*Text block:*
-------

UK defence
secretary has confirmed that 80-90 people are being held at Camp Bastion after
claims emerge of detention facility
guardian.co.uk,
Haroon Siddique, Andrew Sparrow and Emma Graham-Harrison in Kabul, 29 May 2013
Philip Hammond said it was 'absurd' to call Camp Bastion a secret facility and many of those held posed a danger to troops. Photograph: Mark Thomas/Rex Features |
Afghanistan
has demanded the handover of nearly 100 people who have been detained by
British forces in Afghanistan, in some cases for more than a year.
Mohammad
Daud Yaar, the Afghan ambassador to the UK, told BBC Radio 4's World at One on
Wednesday that "the principle of national sovereignty" meant that
they should be surrendered to Afghan custody. He added that he could promise
that they would not be mistreated.
He was
speaking a few hours after Philip Hammond, the defence secretary, confirmed
that 80 or 90 people were being held at the site but rejected claims that it
amounted to a secret detention facility.
Hammond
said many of them posed a danger to British troops, and reiterated that they
could not yet be handed over to Afghan authorities because of concerns that
they would be mistreated.
UK lawyers
acting for eight of the men, some of whom they say have been held for up to 14
months without charge, have launched habeas corpus applications in the UK high
court in a bid to free them, raising comparisons with the outrage over the
Guantánamo Bay prison camp.

-------

*Short problem 1:*
Return every line from the entries below that contains the word "hair", treating uppercase and lowercase as different.

*Dataset records about object locations:*
-------

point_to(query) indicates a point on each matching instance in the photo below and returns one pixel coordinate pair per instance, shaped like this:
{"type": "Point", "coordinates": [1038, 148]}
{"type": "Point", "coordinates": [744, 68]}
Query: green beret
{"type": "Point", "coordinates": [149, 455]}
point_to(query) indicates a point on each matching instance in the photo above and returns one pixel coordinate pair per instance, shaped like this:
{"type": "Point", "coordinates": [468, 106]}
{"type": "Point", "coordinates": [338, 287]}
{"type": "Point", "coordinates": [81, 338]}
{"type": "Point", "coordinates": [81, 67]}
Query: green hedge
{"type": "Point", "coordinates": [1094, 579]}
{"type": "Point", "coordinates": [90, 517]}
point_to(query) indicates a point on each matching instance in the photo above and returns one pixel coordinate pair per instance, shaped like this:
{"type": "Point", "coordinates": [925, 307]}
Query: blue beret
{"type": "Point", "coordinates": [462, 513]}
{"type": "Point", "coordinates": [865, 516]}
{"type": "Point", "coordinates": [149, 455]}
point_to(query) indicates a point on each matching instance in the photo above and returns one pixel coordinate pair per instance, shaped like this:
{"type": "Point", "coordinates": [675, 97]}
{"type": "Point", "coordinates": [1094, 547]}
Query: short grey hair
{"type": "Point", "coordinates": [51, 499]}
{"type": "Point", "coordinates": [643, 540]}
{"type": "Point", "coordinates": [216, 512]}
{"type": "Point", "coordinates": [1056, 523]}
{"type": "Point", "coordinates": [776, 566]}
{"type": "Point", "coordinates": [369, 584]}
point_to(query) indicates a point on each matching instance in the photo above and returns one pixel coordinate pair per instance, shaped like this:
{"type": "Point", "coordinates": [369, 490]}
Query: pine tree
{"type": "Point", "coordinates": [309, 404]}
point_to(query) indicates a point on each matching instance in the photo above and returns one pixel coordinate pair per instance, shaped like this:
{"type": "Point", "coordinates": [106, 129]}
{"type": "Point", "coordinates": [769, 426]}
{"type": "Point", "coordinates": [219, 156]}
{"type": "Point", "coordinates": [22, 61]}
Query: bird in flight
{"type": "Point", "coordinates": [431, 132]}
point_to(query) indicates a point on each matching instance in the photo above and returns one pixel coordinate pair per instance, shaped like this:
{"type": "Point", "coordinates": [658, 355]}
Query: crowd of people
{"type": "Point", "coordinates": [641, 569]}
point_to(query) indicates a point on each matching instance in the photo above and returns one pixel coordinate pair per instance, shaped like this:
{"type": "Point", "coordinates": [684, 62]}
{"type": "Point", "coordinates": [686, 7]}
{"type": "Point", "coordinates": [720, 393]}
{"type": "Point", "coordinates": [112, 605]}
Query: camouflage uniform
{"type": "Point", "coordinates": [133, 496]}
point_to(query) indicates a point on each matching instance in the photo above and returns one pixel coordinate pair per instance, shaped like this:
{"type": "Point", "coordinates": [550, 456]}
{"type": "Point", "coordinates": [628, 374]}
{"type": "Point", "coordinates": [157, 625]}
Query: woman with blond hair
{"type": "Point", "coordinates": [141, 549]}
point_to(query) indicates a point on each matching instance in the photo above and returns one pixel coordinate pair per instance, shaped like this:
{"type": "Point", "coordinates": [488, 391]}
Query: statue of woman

-------

*Short problem 2:*
Write what comes next in the news report above about the people held by British forces at Camp Bastion, starting right after its last sentence.

*Written response 1:*
Query: short grey hair
Query: woman with blond hair

*Written response 2:*
Many of the
prisoners have not been able to see a lawyer after months in prison, a basic
right offered to anyone arrested in the UK. Access to a lawyer was among the
first rights that Guantánamo detainees won off the US government. The Afghan
detainees have also not been given any kind of trial date, or prospect of one.
"Our
client has been held at Camp Bastion since August 2012. He has not been charged
with any crime and has had no access to a lawyer so he can receive legal advice
about his ongoing detention," said Rosa Curling, a lawyer with the firm
Leigh Day, which is representing a 20-year-old prisoner with a young daughter.
International
Security Assistance Force (Isaf) rules dictate that British forces are only
allowed to hold suspects for 96 hours. But in November last year, Hammond halted plans to hand suspected insurgents captured by British troops to Afghan security forces on the grounds that they risked being abused and tortured.
Phil
Shiner, lawyer for eight of the men, said the government had chosen not to
train the Afghan authorities to treat people lawfully and humanely.
"This
is a secret facility that has been used to unlawfully detain or intern up to 85
Afghans that they have kept secret, that parliament doesn't know about, that
courts previously, when they have interrogated issues like detention and
internment in Afghanistan, have never been told about – completely off the
radar," he told the BBC.
"It is
reminiscent of the public's awakening that there was a Guantánamo Bay. And
people will be wondering if these detainees are being treated humanely and in
accordance with international law."
Shiner said
the prisoners had not been told what they were accused of or granted access to
legal representation, except for two men who had been allowed a one-hour phone
call each with a lawyer on Wednesday.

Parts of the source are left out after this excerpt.